* [RECORDS SUPPLIED]:
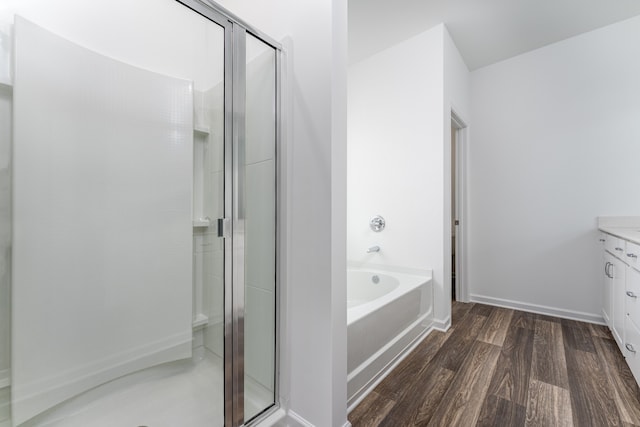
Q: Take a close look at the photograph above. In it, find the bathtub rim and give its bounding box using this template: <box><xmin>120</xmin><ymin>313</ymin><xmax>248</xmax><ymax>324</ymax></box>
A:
<box><xmin>347</xmin><ymin>263</ymin><xmax>433</xmax><ymax>327</ymax></box>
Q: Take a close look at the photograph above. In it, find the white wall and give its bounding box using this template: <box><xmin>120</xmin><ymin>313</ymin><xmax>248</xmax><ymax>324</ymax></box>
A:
<box><xmin>0</xmin><ymin>86</ymin><xmax>12</xmax><ymax>398</ymax></box>
<box><xmin>347</xmin><ymin>24</ymin><xmax>469</xmax><ymax>324</ymax></box>
<box><xmin>0</xmin><ymin>0</ymin><xmax>347</xmax><ymax>426</ymax></box>
<box><xmin>469</xmin><ymin>17</ymin><xmax>640</xmax><ymax>321</ymax></box>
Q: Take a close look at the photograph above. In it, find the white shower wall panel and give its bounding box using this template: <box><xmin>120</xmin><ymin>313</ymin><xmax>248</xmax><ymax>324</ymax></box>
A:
<box><xmin>12</xmin><ymin>18</ymin><xmax>193</xmax><ymax>424</ymax></box>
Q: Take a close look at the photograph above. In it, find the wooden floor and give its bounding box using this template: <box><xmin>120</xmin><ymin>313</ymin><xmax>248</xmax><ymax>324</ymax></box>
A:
<box><xmin>349</xmin><ymin>302</ymin><xmax>640</xmax><ymax>427</ymax></box>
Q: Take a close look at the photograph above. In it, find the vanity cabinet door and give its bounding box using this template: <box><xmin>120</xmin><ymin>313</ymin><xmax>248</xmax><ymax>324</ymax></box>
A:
<box><xmin>609</xmin><ymin>257</ymin><xmax>627</xmax><ymax>352</ymax></box>
<box><xmin>602</xmin><ymin>251</ymin><xmax>614</xmax><ymax>329</ymax></box>
<box><xmin>625</xmin><ymin>242</ymin><xmax>640</xmax><ymax>270</ymax></box>
<box><xmin>622</xmin><ymin>316</ymin><xmax>640</xmax><ymax>383</ymax></box>
<box><xmin>625</xmin><ymin>267</ymin><xmax>640</xmax><ymax>334</ymax></box>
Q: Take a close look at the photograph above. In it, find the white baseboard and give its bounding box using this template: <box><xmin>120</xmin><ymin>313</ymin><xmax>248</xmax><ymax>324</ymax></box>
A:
<box><xmin>469</xmin><ymin>294</ymin><xmax>605</xmax><ymax>325</ymax></box>
<box><xmin>432</xmin><ymin>316</ymin><xmax>451</xmax><ymax>332</ymax></box>
<box><xmin>277</xmin><ymin>410</ymin><xmax>351</xmax><ymax>427</ymax></box>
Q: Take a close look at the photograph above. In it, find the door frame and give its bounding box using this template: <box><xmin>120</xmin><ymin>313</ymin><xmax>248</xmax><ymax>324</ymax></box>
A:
<box><xmin>449</xmin><ymin>108</ymin><xmax>469</xmax><ymax>302</ymax></box>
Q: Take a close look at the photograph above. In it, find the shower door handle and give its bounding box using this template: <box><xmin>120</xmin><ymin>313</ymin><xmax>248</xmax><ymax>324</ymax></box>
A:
<box><xmin>218</xmin><ymin>218</ymin><xmax>231</xmax><ymax>238</ymax></box>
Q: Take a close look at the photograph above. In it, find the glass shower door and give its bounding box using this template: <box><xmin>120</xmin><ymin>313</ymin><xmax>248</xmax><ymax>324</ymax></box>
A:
<box><xmin>240</xmin><ymin>33</ymin><xmax>277</xmax><ymax>420</ymax></box>
<box><xmin>11</xmin><ymin>12</ymin><xmax>230</xmax><ymax>427</ymax></box>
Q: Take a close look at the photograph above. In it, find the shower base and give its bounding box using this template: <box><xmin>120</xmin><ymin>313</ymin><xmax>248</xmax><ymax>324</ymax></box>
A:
<box><xmin>0</xmin><ymin>352</ymin><xmax>273</xmax><ymax>427</ymax></box>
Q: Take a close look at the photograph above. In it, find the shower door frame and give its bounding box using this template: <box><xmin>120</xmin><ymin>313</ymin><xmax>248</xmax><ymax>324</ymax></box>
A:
<box><xmin>176</xmin><ymin>0</ymin><xmax>283</xmax><ymax>427</ymax></box>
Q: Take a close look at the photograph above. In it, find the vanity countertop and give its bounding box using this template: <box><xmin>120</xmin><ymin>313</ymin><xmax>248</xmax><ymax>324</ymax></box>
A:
<box><xmin>598</xmin><ymin>225</ymin><xmax>640</xmax><ymax>245</ymax></box>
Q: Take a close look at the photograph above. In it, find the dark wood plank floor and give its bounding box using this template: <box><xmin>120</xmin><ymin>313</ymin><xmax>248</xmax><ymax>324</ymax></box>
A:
<box><xmin>349</xmin><ymin>302</ymin><xmax>640</xmax><ymax>427</ymax></box>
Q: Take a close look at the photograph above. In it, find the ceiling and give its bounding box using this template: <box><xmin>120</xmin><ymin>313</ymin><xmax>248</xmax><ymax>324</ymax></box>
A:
<box><xmin>348</xmin><ymin>0</ymin><xmax>640</xmax><ymax>70</ymax></box>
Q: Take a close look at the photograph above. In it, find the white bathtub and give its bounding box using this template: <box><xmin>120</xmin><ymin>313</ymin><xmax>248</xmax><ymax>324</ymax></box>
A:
<box><xmin>347</xmin><ymin>268</ymin><xmax>433</xmax><ymax>410</ymax></box>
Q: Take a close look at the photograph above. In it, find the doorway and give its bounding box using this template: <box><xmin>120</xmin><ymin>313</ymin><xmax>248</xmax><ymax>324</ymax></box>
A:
<box><xmin>451</xmin><ymin>110</ymin><xmax>468</xmax><ymax>302</ymax></box>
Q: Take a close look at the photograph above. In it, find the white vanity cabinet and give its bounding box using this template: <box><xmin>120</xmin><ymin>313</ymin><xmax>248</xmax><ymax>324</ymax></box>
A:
<box><xmin>600</xmin><ymin>233</ymin><xmax>627</xmax><ymax>352</ymax></box>
<box><xmin>600</xmin><ymin>229</ymin><xmax>640</xmax><ymax>383</ymax></box>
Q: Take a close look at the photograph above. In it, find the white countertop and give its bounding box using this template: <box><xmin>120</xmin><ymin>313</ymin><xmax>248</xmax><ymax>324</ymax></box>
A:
<box><xmin>598</xmin><ymin>216</ymin><xmax>640</xmax><ymax>245</ymax></box>
<box><xmin>598</xmin><ymin>225</ymin><xmax>640</xmax><ymax>245</ymax></box>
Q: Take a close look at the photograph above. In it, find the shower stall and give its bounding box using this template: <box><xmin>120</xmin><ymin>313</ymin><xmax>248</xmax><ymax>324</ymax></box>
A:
<box><xmin>0</xmin><ymin>0</ymin><xmax>282</xmax><ymax>427</ymax></box>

* [WHAT THE EXERCISE ASKS]: List every line in the data above that contains the word "countertop", treating uppercase and lowercase as different.

* [PROBLEM SOLUTION]:
Q: Take a close look at the photograph above. In it, find the vanity countertop and give its bounding box using this template: <box><xmin>120</xmin><ymin>313</ymin><xmax>248</xmax><ymax>324</ymax></box>
Q: Take a close look at the photograph above. In it, find the white countertop and give its bounding box using this template: <box><xmin>120</xmin><ymin>313</ymin><xmax>248</xmax><ymax>324</ymax></box>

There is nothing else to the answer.